## Extracted text
....................
At the first three doors that Jeremy Hunt knocked on during his canvassing session in leafy Godalming earlier this week were voters who said they would back the Conservatives.
The chancellor, looking a bit embarrassed, admitted that they were not representative of what his team have been seeing across this Surrey constituency, where his 8,800 majority is under threat from the resurgent Liberal Democrats.
But at the fourth door, Tory voters Stephen and Caroline told him they felt it was time for change. “The Conservatives have had a good crack at the whip,” said Stephen. “Unfortunately I think they’ve lost their way.”
Many in Westminster were surprised when Hunt announced that he would be running again, with former colleagues like Theresa May and Michael Gove having decided it was time to stand down after 14 years running the country.
After almost 20 years in parliament and a string of senior cabinet jobs, including foreign secretary and chancellor, and with the Tories on course to lose the next election and with it swathes of constituencies – including his own of Godalming and Ash – some expected Hunt to retire from parliament.
Yet he had no such plans. “I think I can hold it,” he said in an interview with the Guardian in the Inn on the Lake pub in the town. “But it’s going to be a very big fight, the biggest I’ve ever had.”
Like many fellow Conservative candidates, Hunt is getting squeezed from both the left – with the Lib Dems on course to take the seat – and the right, from what he describes as “Boris Conservatives” who will presumably now drift to Reform.
Although he was at the heart of government throughout the austerity years, including as health secretary where he oversaw substantial real-terms funding cuts to the NHS, he was seen as a safe pair of hands when he was drafted into the Treasury after Liz Truss’s disastrous mini-budget.
In a party that has drifted towards the populist right in recent years, this One Nation Conservative has come to be seen as an “acceptable face” of Conservatism on some parts of the left. But he rejects the characterisation.
“It sort of suggests that somehow I’m window dressing for a bad cause, when actually I believe in Conservative values. The fundamental difference between Conservatives and Labour is that we don’t think Labour people are bad, we just think they’re wrong.
“Whereas Labour people think that Conservatives are evil. That actually can be very poisonous in politics. I don’t think you should ever think of your opponents as evil because if you do that, then it precludes the possibility of debate and persuasion.”
Hunt does not think, however, that the Tory party should pitch to the right as a result of Nigel Farage taking over Reform UK and announcing he will stand for parliament in Clacton, Essex.
....................
## Exercise set
1 – Answer these from the article on Jeremy Hunt's campaign:
(a) How large is Hunt's majority in the Surrey constituency?
(b) In which pub did Hunt give his interview to the Guardian?
(c) Where does Nigel Farage plan to stand for parliament?
2 – Write the next few paragraphs of the article on Jeremy Hunt's campaign, picking up after its final sentence.
The entries after this text play no part in what is asked here.
....................
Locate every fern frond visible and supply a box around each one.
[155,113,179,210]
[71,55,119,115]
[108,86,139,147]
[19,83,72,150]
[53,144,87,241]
....................
## Results for the exercise
1 –
(a) 8,800
(b) The Inn on the Lake
(c) Clacton, Essex

2 –
“The evidence of Britain is that elections are always won from the centre ground and I think in a two-party system that will always be the case,” he said. “We’ll always be a broad church and I think that’s a good thing.”
He added: “I think there’s a massive disconnect between what the leader of Reform wants and what Reform voters want. The leaders want a Labour government, as a means to smashing the Conservative party.
“Reform voters don’t want a Labour government in a million years. We have to point out to them that is the agenda of the people who claim to be leading them.”
He had not heard rumours about possible defections from the Conservatives to Reform before nominations close on Friday. “I’m not expecting a call from Nigel,” he joked.
Hunt acknowledges that many voters have real concerns about immigration, but adds: “What is wrong is to say there is a simple solution.
“When it comes to legal migration, it is coming down already massively … but I think all politicians in Westminster need to be honest about the very real concerns our voters have.”
Brexit was a big issue in his constituency, which voted 58% to remain in the EU. Hunt said that it was a “blessed relief” that Brexit had hardly been mentioned on doorsteps this time round, and that while he lost voters in 2019 over the issue, local businesses were now most concerned about labour supply.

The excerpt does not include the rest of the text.